---------- Document segment

= Küssner effect =

Concept in aerodynamics

An airfoil flying into a gust region. The airfoil speed is denoted with V and is constant, the lift force on the airfoil is given by L, and its pitching moment by M. The gust has a transverse (vertical) velocity w, which is assumed to be a constant in the gust region, left of the dashed line.

In fluid dynamics, the Küssner effect describes the unsteady aerodynamic forces on an airfoil or hydrofoil caused by encountering a transverse gust. This is directly related to the Küssner function, used in describing the effect. Both the effect and function are named after Hans Georg Küssner (1900–1984), a German aerodynamics engineer.

Küssner derived an approximate model for an airfoil encountering a sudden step-like change in the transverse gust velocity; or, equivalently, as seen from a frame of reference moving with the airfoil: a sudden change in the angle of attack. The airfoil is modelled as a flat plate in a potential flow, moving with constant horizontal velocity. For this case he derived the impulse response function (known as Küssner function) needed to compute the unsteady lift and moment exerted by the air on the airfoil.

--------------------
---------- Stored records

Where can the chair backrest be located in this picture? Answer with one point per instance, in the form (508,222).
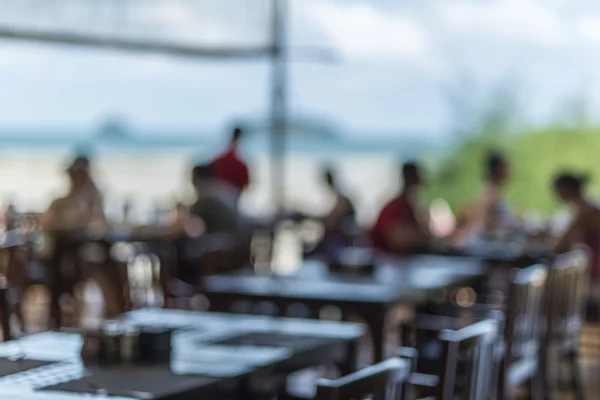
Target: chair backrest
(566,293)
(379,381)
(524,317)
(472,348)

--------------------
---------- Stored records

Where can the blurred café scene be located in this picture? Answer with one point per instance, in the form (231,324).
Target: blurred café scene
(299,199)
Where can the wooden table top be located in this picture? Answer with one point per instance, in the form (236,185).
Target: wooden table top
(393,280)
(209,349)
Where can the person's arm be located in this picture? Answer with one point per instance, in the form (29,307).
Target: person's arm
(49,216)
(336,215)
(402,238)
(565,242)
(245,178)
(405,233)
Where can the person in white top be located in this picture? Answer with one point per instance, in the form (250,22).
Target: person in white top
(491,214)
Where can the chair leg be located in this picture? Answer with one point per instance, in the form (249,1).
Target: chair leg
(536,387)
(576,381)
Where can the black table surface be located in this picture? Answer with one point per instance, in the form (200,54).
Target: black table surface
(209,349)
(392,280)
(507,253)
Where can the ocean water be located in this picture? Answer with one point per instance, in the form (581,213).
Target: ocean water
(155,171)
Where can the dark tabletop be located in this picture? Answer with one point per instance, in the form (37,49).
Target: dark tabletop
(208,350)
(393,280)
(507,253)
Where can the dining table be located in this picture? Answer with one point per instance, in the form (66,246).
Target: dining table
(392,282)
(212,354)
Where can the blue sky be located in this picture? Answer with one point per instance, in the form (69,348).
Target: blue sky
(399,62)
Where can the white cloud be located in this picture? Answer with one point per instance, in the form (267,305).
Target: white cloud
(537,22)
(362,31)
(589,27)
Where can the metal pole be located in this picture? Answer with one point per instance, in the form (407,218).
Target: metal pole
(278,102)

--------------------
---------- Stored records

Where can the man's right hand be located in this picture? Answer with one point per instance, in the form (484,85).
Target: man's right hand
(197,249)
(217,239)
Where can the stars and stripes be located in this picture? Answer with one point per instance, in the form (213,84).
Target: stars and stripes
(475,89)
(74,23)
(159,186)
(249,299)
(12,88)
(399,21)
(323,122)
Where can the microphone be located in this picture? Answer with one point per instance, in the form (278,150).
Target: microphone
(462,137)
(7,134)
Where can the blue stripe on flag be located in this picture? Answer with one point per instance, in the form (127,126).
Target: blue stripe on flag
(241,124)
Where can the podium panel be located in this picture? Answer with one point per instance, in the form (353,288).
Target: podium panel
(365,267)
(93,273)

--------------------

→ **Work to complete**:
1. List every symbol that the text on the Küssner effect uses to denote a quantity, along with the quantity each one stands for.
2. In the text on the Küssner effect, how is the airfoil modelled in Küssner's approximate model?
3. From the text on the Küssner effect, quote the stretch from "Concept in aerodynamics" through "the dashed line.".

→ **Results in order**:
1.
V: airfoil speed
L: lift force on the airfoil
M: pitching moment of the airfoil
w: transverse (vertical) velocity of the gust

2. As a flat plate in a potential flow, moving with constant horizontal velocity.

3.
Concept in aerodynamics

An airfoil flying into a gust region. The airfoil speed is denoted with V and is constant, the lift force on the airfoil is given by L, and its pitching moment by M. The gust has a transverse (vertical) velocity w, which is assumed to be a constant in the gust region, left of the dashed line.